====== LISTED RECORDS

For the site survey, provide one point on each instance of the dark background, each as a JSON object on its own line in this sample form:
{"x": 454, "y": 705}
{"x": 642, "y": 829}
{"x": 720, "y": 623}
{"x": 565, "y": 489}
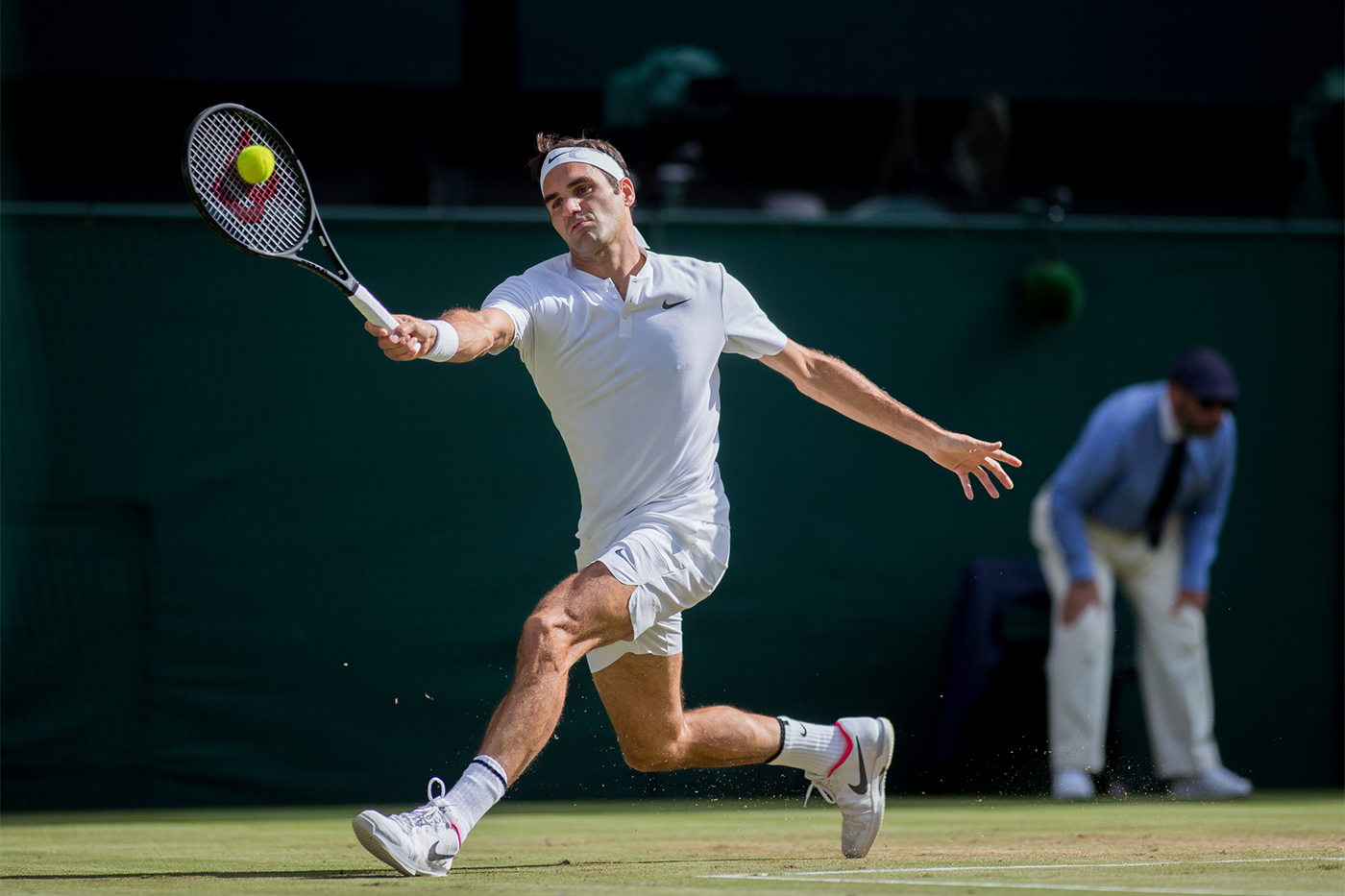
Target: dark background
{"x": 208, "y": 594}
{"x": 1136, "y": 108}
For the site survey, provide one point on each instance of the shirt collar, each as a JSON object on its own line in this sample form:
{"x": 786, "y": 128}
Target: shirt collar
{"x": 1169, "y": 429}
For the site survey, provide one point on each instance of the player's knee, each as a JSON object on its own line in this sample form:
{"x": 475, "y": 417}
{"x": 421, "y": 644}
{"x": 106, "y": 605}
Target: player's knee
{"x": 545, "y": 640}
{"x": 649, "y": 757}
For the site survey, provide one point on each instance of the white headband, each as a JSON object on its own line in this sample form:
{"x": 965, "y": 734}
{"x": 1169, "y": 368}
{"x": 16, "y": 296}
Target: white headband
{"x": 588, "y": 157}
{"x": 580, "y": 154}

============

How many lines in the data above hold the word "object"? Answer with the number alone.

§ RESPONSE TO THIS EXERCISE:
4